Dataset excerpt:
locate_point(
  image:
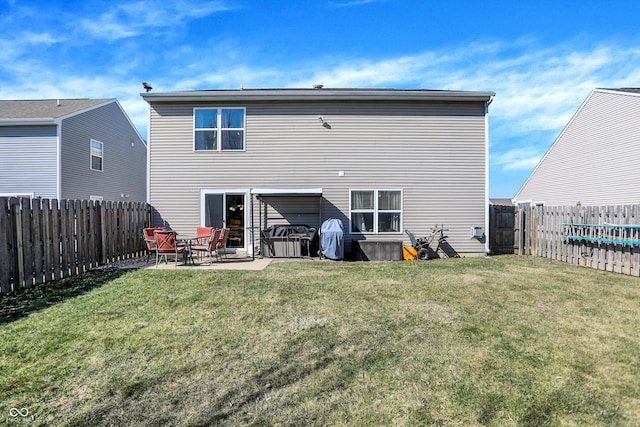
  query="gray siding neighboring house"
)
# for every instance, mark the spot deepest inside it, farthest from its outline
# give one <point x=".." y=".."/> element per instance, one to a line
<point x="313" y="154"/>
<point x="596" y="158"/>
<point x="45" y="150"/>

• [WHAT IS NEEDED] Render every line of the items above as a JSON list of strings, one string per line, with blank lines omitted. Leave the pictures out of the list.

• [OUTPUT OF THE TASK]
[
  "locate_point(",
  "  image:",
  "  query=\"gray siding neighboring house\"",
  ")",
  "# for every instance, mark the spot deepest inside it, farthest from its outline",
  "# give one <point x=\"..\" y=\"..\"/> element per instance, one to a line",
  "<point x=\"313\" y=\"154\"/>",
  "<point x=\"596\" y=\"158\"/>",
  "<point x=\"45\" y=\"150\"/>"
]